Task to complete: Lay out the stretch of the data below, from the line containing "in black jacket." through the line containing "(1077, 781)", as a Markdown table. Use a Row column for the sequential number and a Line column for the line itself, and omit any blank lines.

Recorded data:
•••
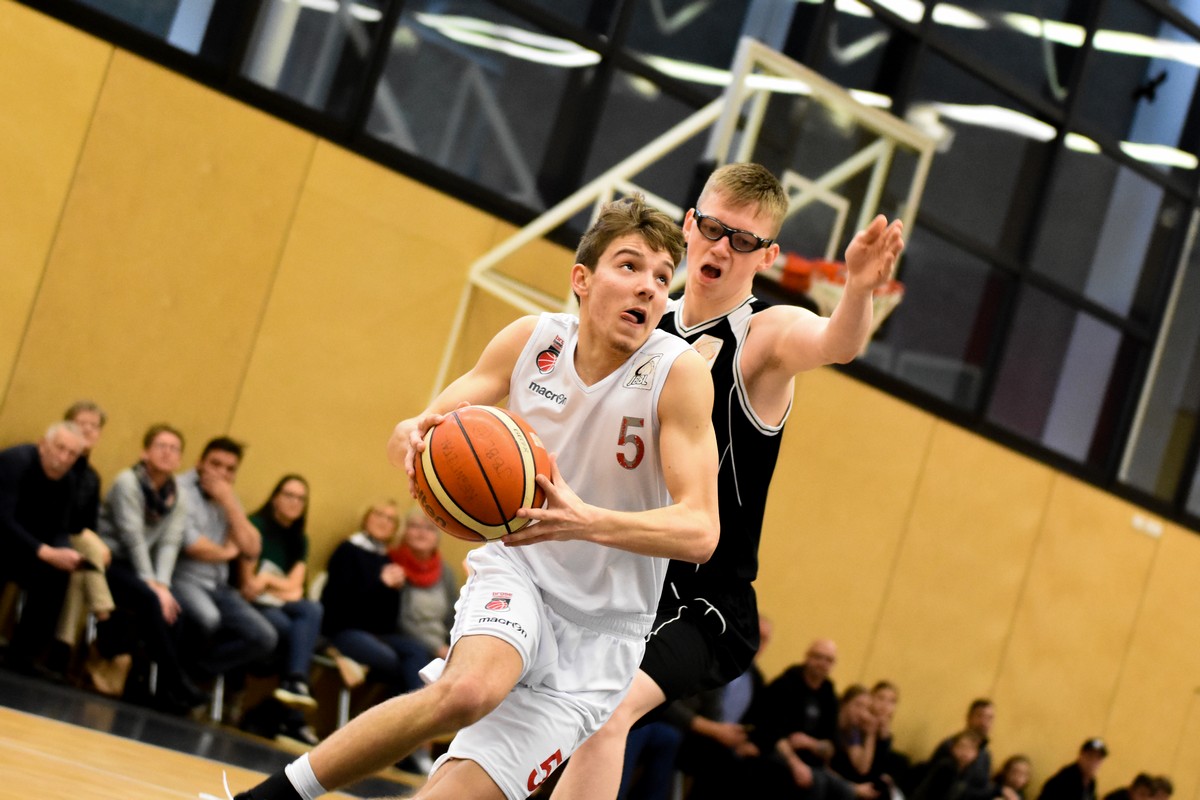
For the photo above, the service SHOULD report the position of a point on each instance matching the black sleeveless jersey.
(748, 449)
•••
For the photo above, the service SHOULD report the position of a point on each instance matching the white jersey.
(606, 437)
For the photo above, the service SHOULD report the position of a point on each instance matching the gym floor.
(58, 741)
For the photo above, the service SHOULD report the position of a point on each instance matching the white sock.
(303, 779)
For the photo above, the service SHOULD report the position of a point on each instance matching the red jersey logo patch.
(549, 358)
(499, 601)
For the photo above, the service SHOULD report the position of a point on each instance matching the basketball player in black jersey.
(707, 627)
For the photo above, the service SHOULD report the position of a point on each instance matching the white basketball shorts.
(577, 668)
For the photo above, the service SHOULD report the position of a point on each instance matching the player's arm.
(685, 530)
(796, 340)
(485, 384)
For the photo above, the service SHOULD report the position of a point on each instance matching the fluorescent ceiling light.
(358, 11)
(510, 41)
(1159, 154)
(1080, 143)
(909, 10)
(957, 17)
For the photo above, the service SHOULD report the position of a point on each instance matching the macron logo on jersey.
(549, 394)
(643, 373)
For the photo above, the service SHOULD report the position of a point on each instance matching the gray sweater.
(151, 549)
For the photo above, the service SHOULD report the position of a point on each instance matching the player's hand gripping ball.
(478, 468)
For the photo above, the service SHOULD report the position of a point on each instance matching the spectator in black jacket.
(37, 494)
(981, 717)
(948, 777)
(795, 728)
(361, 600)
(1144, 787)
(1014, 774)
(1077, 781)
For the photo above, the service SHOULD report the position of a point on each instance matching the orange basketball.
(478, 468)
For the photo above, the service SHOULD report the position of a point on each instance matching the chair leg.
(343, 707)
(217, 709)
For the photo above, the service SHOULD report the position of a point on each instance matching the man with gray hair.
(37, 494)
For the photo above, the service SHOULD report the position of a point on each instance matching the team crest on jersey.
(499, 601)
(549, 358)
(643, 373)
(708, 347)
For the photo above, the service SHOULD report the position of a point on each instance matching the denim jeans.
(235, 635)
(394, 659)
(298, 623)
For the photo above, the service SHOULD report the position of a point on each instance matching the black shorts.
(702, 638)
•••
Task solution:
| Row | Line |
|---|---|
| 1 | For the photo above, the service SHOULD report the position of a point on each instance matching the spectator in black jacket. |
| 2 | (37, 494) |
| 3 | (981, 717) |
| 4 | (948, 777) |
| 5 | (795, 728) |
| 6 | (361, 600) |
| 7 | (1144, 787) |
| 8 | (1014, 774) |
| 9 | (1077, 781) |